## Work order
For every line in the records below that contains the word "shirt", add one to a count, and report only that count.

## Text-to-region grounding data
- Opening Delimiter -

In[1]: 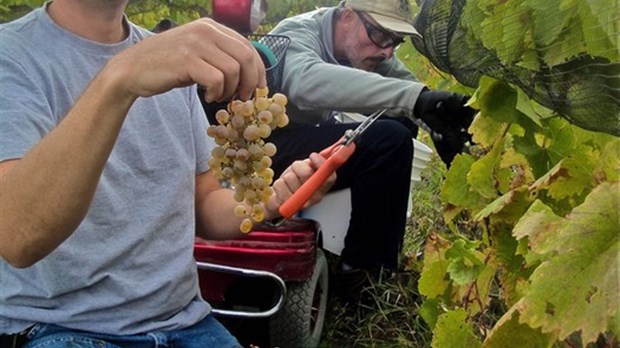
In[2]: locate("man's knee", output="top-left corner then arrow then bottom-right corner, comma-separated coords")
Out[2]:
361,120 -> 414,156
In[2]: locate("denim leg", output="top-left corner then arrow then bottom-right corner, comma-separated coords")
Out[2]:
24,324 -> 125,348
23,314 -> 240,348
170,314 -> 242,348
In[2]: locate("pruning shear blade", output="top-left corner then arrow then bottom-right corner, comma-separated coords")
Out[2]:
342,109 -> 387,145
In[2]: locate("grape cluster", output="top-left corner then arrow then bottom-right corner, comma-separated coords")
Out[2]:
207,87 -> 289,233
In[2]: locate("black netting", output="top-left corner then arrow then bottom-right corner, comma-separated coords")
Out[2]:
248,34 -> 291,93
411,0 -> 620,136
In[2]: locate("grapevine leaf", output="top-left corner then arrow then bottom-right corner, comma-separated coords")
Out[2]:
468,136 -> 506,199
431,309 -> 482,348
420,298 -> 443,330
546,154 -> 595,201
475,190 -> 518,221
476,78 -> 520,124
516,182 -> 619,344
469,112 -> 507,148
515,89 -> 546,124
419,259 -> 450,299
445,239 -> 484,286
441,154 -> 487,211
492,227 -> 532,306
483,307 -> 555,348
577,0 -> 619,61
528,160 -> 567,195
513,200 -> 564,256
500,148 -> 536,189
595,140 -> 620,182
456,258 -> 497,315
423,232 -> 452,267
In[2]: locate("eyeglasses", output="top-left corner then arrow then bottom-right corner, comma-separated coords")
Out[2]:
354,11 -> 405,49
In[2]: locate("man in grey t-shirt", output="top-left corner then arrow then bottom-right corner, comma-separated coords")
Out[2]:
0,0 -> 334,345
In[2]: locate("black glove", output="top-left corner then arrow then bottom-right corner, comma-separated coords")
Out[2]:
413,89 -> 477,167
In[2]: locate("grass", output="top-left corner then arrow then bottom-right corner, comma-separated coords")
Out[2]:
320,139 -> 449,348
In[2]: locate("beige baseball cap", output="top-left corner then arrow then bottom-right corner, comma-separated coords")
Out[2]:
344,0 -> 419,36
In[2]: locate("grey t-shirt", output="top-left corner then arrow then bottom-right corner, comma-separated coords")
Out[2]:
0,6 -> 215,334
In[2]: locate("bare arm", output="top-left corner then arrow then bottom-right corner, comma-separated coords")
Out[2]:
0,18 -> 266,268
195,153 -> 334,240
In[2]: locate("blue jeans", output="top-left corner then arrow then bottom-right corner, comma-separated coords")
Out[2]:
22,314 -> 242,348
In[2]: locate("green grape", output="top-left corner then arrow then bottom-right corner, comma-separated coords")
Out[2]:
240,218 -> 253,233
272,93 -> 288,106
243,125 -> 260,141
211,146 -> 225,159
248,144 -> 263,158
255,86 -> 269,98
234,204 -> 247,217
252,176 -> 266,190
276,113 -> 289,128
205,87 -> 288,233
260,156 -> 272,168
258,110 -> 273,124
236,148 -> 250,161
231,114 -> 245,129
215,109 -> 230,125
258,124 -> 272,138
268,103 -> 284,116
255,97 -> 270,111
263,142 -> 277,157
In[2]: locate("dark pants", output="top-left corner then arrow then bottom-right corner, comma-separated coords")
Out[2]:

- Closing Delimiter -

## Result
2